Stored dataset rows
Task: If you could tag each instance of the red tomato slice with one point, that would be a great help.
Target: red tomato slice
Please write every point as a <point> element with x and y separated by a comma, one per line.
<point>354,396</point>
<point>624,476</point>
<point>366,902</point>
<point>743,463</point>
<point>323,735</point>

▶ [Exercise objective]
Reproduce each of the rows above word for word, keeping every line in its original order.

▶ [Written answer]
Task: If you could tag each instance of the red tomato slice with one point, that would be a great help.
Target: red tomato slice
Please write every point as a <point> element with x and y separated by a comma, one per line.
<point>354,396</point>
<point>624,476</point>
<point>366,902</point>
<point>743,463</point>
<point>323,735</point>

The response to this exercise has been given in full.